Write out the records again, exactly, leaving none out.

Stored entries
════════════════

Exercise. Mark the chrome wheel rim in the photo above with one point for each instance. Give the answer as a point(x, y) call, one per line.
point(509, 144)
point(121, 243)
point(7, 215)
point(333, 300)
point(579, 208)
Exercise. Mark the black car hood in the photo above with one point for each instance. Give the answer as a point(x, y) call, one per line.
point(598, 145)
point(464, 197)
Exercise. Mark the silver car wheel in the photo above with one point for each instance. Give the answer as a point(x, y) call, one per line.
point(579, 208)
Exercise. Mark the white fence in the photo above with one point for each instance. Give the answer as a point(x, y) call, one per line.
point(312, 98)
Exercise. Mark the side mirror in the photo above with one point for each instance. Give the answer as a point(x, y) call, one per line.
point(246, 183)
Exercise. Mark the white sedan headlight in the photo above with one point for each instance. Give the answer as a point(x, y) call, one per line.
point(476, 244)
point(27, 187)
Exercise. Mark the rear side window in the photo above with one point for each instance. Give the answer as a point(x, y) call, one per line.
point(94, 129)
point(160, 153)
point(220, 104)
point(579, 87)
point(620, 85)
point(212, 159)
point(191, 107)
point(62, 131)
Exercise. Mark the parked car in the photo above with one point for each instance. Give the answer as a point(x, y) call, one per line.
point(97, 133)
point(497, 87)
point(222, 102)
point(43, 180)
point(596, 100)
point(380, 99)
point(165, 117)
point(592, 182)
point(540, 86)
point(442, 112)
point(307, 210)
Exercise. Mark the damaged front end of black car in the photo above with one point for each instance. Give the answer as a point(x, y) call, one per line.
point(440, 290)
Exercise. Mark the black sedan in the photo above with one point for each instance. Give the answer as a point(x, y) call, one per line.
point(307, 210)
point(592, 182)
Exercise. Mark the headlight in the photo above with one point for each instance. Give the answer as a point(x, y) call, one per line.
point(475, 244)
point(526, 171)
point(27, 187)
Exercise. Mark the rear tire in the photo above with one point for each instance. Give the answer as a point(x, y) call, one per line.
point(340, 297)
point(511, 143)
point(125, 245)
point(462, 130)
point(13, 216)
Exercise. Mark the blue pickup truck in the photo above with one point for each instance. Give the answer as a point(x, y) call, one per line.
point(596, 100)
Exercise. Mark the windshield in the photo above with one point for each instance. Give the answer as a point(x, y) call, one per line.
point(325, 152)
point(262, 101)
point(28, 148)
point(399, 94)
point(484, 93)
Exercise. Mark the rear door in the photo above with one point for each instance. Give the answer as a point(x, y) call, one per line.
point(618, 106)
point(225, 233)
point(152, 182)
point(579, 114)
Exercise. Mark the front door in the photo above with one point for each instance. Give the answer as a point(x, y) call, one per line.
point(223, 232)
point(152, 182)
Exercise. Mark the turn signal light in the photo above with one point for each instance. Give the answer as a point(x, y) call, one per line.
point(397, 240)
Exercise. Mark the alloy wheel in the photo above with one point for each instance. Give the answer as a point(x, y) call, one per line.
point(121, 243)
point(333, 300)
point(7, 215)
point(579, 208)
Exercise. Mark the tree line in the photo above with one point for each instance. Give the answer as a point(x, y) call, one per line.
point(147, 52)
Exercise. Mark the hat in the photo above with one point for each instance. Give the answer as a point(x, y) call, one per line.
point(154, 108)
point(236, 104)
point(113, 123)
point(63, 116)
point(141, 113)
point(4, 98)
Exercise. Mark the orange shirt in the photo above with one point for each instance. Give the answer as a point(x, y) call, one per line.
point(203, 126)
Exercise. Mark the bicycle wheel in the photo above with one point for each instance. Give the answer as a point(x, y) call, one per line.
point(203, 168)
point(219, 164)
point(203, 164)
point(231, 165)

════════════════

** TASK RESPONSE **
Exercise. Mark the chrome wheel rim in the photo above with one point for each instance. Give the answer as a point(x, y) call, one per line.
point(509, 144)
point(121, 243)
point(7, 215)
point(333, 300)
point(579, 208)
Exercise. Mark the black car hood in the photo above with one point for each instance. Give the answer as a point(x, y) call, one per line.
point(598, 145)
point(464, 197)
Exercise. Mark the silver car wheel in the photo above with one point for each instance. Give the answer as a point(x, y) call, one per line.
point(579, 208)
Exercise. Mark the white fence in the photo above with one point for each instance. Give the answer as a point(x, y) call, one per line.
point(312, 98)
Exercise. Mark the side mirror in the photo above with one point for each instance. Give the answer as a point(x, y) call, one per line.
point(246, 183)
Exercise. Mark the white sedan headlight in the photo above with one point for each instance. Give the answer as a point(x, y) call, one per line.
point(476, 244)
point(27, 187)
Exercise. Mark the rear side window in the photo above with one point for each instance. Give the answer as a point(x, y) call, one per line.
point(94, 129)
point(160, 153)
point(220, 104)
point(579, 87)
point(620, 85)
point(212, 159)
point(191, 107)
point(62, 131)
Exercise. Mark the parked car in the photo above with one point for each instance. Give the answer as a point(x, y) call, one per line.
point(97, 133)
point(497, 87)
point(222, 102)
point(43, 180)
point(596, 100)
point(380, 99)
point(165, 117)
point(592, 182)
point(540, 86)
point(442, 112)
point(307, 210)
Exercise. Mark the damaged front end of black car in the photo above with one point for each instance. Give the answer as a point(x, y) call, one per line.
point(440, 290)
Exercise. Mark the black sedan in the photo above with one point for each instance. Give the answer as a point(x, y) call, one per line.
point(307, 210)
point(592, 182)
Exercise. Mark the headlight in the photo above with one point for each instance. Give the answer as a point(x, y) call, one per line.
point(475, 244)
point(526, 171)
point(27, 187)
Exercise. Mark the rear tire in the photo above with one point for each instance. Give the answer as a point(x, y) call, one per line.
point(340, 297)
point(511, 143)
point(125, 245)
point(462, 130)
point(13, 216)
Exercise. Mark the blue pickup truck in the photo above with one point for each instance. Give the answer as a point(x, y) call, one per line.
point(596, 100)
Exercise. Mark the windshield in the photo above with one point for each instance. Give the answer as a point(x, y) call, one per line.
point(325, 152)
point(262, 101)
point(28, 148)
point(399, 94)
point(484, 93)
Exercise. Mark the rear door in the photo above with one point for each instance. Give the answer as a point(x, y) call, one per line.
point(618, 106)
point(225, 233)
point(152, 182)
point(579, 114)
Exercise. Mark the front door in the photo above with one point for each instance. Give the answer as a point(x, y) call, one per line.
point(223, 232)
point(152, 182)
Exercise. Mark the turn signal light in the photo above with one point for each instance. Give the answer as a point(x, y) call, one per line.
point(397, 240)
Exercise. Mark the alloy wheel in the photo above with one point for each instance. Give the answer as a point(x, y) call, one per line.
point(121, 243)
point(333, 300)
point(7, 215)
point(579, 208)
Exercise. Mark the tree line in the photo above with one point for each instance. Give the answer as a point(x, y) call, one per line.
point(147, 52)
Exercise. Mark the hat in the photo above with one point for each instance. Give the answer as a point(x, y) call, one per line.
point(154, 108)
point(236, 104)
point(113, 123)
point(63, 116)
point(141, 113)
point(4, 98)
Exercise. Mark the orange shirt in the photo above with one point for each instance. Give the answer as a point(x, y) call, one per line.
point(203, 126)
Exercise. Mark the bicycle wheel in the photo above with one point for each instance. Give the answer as a point(x, y) call, one per line.
point(203, 168)
point(219, 164)
point(203, 164)
point(231, 165)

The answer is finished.